**** DATA

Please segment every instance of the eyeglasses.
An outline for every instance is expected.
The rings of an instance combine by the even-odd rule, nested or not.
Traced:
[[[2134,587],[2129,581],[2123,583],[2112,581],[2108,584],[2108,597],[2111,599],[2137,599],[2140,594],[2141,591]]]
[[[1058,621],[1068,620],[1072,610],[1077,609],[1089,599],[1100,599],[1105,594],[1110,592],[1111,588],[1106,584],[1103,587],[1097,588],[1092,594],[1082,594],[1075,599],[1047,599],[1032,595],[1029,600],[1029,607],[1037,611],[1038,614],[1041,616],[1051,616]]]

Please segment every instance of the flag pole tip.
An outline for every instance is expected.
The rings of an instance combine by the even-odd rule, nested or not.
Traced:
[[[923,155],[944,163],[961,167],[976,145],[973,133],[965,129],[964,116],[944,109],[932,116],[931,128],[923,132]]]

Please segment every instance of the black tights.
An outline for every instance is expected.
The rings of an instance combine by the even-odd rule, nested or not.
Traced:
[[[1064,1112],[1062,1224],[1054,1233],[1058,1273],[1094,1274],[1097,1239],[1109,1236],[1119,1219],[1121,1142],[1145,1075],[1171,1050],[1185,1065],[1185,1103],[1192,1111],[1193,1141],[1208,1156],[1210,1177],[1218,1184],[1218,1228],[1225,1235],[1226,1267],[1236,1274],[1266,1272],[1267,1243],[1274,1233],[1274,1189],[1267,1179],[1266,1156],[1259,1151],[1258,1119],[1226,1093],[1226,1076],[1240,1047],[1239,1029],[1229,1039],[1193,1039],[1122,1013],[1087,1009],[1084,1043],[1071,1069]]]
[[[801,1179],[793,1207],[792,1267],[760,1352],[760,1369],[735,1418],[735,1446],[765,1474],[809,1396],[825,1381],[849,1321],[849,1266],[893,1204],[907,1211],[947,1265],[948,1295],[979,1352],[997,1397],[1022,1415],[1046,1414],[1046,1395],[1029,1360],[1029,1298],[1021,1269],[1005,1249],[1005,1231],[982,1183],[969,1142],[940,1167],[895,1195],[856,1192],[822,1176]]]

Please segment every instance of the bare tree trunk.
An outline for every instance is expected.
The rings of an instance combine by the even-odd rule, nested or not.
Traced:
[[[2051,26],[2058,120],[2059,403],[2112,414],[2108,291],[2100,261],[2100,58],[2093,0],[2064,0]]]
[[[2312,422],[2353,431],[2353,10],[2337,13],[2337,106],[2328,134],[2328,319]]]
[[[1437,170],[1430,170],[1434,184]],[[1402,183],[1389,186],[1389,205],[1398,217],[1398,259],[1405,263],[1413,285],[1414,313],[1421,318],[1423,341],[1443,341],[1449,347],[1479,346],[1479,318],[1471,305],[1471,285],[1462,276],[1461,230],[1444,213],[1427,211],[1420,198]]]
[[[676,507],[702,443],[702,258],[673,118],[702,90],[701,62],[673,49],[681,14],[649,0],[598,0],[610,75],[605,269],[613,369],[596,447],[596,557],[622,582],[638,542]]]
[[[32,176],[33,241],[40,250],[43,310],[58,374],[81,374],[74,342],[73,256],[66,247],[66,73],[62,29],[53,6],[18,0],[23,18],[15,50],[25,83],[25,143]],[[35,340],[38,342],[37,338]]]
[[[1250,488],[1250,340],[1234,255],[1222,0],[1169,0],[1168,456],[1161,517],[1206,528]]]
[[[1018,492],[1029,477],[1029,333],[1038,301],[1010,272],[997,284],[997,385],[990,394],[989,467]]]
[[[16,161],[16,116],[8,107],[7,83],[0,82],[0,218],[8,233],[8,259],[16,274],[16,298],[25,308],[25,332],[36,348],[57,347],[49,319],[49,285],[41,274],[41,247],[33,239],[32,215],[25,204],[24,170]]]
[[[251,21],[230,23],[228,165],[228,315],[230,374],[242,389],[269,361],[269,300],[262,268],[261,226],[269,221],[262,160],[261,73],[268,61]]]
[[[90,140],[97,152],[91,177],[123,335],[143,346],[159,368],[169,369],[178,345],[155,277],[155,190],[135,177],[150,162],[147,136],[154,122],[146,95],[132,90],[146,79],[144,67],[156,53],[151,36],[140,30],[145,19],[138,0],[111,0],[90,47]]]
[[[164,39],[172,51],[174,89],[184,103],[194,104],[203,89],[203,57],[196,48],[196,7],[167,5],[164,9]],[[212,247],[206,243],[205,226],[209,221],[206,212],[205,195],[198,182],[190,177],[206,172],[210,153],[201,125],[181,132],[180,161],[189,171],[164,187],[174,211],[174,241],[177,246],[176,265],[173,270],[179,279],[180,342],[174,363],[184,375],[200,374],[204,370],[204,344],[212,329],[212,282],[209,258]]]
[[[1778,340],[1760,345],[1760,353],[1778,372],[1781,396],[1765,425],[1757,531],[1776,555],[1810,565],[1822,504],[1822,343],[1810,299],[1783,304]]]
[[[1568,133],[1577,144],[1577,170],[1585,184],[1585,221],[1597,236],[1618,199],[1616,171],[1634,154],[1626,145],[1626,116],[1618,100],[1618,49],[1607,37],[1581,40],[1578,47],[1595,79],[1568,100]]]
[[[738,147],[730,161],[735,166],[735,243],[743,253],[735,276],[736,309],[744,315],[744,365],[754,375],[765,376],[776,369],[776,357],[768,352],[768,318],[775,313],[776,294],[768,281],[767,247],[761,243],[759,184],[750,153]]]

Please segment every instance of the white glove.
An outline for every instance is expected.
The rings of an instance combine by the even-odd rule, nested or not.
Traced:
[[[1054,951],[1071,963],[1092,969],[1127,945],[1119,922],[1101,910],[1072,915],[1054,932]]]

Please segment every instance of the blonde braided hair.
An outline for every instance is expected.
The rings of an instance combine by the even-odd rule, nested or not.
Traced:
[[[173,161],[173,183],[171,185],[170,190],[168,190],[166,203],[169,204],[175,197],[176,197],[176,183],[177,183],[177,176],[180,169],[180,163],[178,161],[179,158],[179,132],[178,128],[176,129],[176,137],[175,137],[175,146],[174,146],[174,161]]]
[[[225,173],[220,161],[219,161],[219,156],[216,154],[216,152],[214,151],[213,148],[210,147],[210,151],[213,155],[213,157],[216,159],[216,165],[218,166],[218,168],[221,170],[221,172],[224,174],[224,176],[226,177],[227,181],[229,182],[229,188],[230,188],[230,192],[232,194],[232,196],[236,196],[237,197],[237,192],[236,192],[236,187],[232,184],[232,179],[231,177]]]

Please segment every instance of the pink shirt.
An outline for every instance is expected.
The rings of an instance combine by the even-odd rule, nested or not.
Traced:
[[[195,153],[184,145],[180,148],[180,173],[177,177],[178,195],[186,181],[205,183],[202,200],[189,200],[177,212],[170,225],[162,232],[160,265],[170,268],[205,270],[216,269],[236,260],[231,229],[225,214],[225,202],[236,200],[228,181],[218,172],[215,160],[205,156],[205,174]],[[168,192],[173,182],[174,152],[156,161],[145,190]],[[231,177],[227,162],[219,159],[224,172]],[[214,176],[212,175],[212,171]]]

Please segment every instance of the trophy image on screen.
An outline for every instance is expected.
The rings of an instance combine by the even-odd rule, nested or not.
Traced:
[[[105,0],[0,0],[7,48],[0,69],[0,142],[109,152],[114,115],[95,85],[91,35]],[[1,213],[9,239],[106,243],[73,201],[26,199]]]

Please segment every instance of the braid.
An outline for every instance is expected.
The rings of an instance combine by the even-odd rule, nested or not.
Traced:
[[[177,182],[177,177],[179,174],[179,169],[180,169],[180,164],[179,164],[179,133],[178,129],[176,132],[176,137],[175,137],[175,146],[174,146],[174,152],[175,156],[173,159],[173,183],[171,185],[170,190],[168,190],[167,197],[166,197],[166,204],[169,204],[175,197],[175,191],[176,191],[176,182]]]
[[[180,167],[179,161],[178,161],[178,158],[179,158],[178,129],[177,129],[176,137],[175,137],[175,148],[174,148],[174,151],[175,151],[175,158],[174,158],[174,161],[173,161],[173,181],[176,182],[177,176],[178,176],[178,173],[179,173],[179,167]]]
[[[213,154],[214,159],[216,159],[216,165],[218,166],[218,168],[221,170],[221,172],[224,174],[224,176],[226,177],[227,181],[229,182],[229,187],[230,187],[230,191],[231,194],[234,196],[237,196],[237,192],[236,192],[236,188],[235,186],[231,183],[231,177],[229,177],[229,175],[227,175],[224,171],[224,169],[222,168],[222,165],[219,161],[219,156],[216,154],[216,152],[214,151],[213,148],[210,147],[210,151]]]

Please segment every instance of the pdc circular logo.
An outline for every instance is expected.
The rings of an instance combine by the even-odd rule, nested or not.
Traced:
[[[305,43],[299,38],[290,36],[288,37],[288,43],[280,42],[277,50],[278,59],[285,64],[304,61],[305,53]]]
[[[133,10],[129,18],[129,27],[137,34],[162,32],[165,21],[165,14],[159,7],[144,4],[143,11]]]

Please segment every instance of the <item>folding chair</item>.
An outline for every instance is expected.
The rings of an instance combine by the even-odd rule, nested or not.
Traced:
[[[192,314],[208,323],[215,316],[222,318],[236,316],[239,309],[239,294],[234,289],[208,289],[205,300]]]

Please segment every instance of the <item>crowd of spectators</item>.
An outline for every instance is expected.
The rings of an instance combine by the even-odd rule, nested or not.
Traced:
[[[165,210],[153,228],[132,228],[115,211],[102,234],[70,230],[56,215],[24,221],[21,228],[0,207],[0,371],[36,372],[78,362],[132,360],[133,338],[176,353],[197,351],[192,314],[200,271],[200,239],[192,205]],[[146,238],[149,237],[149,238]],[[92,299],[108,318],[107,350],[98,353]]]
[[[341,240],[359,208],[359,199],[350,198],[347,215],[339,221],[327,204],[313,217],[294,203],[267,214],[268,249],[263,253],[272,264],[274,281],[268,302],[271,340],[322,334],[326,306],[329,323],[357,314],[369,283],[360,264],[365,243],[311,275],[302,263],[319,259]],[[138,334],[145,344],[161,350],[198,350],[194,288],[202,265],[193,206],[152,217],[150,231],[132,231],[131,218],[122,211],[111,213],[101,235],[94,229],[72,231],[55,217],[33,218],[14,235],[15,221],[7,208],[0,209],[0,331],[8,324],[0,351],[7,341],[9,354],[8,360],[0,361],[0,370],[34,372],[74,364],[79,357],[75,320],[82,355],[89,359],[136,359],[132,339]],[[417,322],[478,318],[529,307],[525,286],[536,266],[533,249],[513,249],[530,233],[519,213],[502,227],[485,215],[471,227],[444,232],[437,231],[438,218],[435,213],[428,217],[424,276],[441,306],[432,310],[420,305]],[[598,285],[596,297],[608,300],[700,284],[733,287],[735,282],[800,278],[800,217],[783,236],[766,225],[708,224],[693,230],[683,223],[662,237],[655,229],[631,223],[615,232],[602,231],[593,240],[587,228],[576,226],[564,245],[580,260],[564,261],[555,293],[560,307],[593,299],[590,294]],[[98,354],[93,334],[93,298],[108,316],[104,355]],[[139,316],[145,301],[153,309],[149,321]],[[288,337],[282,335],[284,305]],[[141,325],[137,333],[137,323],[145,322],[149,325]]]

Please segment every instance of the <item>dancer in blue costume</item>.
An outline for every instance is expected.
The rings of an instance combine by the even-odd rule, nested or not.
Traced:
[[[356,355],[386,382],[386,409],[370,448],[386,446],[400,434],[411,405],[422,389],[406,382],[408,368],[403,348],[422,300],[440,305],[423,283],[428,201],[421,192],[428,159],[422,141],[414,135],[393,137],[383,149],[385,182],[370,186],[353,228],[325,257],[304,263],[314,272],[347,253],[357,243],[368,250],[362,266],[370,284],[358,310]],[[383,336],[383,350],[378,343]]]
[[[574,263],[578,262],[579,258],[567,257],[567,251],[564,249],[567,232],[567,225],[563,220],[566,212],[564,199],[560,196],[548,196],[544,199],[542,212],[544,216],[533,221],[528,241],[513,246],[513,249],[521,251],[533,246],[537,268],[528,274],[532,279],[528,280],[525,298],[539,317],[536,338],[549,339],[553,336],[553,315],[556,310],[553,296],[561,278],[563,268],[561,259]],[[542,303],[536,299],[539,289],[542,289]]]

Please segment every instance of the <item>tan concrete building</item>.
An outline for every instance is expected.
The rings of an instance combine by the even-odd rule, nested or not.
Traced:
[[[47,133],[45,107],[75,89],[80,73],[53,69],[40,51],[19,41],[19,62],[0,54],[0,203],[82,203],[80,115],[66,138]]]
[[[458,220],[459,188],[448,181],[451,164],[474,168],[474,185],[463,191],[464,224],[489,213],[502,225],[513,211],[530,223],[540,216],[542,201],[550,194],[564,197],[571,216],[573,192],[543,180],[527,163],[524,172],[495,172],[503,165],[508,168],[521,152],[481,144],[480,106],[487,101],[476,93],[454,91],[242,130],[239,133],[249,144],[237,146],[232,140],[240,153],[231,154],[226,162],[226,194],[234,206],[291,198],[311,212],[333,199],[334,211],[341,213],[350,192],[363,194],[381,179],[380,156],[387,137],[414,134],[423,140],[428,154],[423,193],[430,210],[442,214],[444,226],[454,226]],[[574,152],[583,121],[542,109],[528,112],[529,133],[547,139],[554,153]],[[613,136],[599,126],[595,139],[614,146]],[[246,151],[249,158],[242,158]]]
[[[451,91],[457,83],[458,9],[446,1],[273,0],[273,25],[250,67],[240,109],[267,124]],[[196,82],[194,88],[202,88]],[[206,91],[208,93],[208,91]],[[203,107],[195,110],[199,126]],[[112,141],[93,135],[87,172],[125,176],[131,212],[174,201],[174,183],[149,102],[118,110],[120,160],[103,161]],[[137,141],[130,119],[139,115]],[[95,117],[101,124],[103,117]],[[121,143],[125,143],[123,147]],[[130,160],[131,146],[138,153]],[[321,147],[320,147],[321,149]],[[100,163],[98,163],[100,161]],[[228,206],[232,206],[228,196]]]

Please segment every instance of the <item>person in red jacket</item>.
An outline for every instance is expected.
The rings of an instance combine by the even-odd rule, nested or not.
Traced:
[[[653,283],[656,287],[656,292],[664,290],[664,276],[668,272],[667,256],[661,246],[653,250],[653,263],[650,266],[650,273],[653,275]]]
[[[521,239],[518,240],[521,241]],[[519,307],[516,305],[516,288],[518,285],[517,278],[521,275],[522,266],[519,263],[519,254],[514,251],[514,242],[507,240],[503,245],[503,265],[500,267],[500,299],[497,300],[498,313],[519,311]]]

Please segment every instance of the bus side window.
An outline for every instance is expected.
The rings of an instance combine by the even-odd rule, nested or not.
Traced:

********

TASK TO CARRY OUT: Going through the data above, return each line with the word "item".

YOUR RESPONSE:
Please segment every instance of the <item>folding chair</item>.
Please segment every instance of the <item>crowd of spectators</item>.
Please segment every instance of the <item>dancer in blue costume</item>.
Please segment every instance of the <item>tan concrete building</item>.
Please segment every instance of the <item>person in red jacket</item>.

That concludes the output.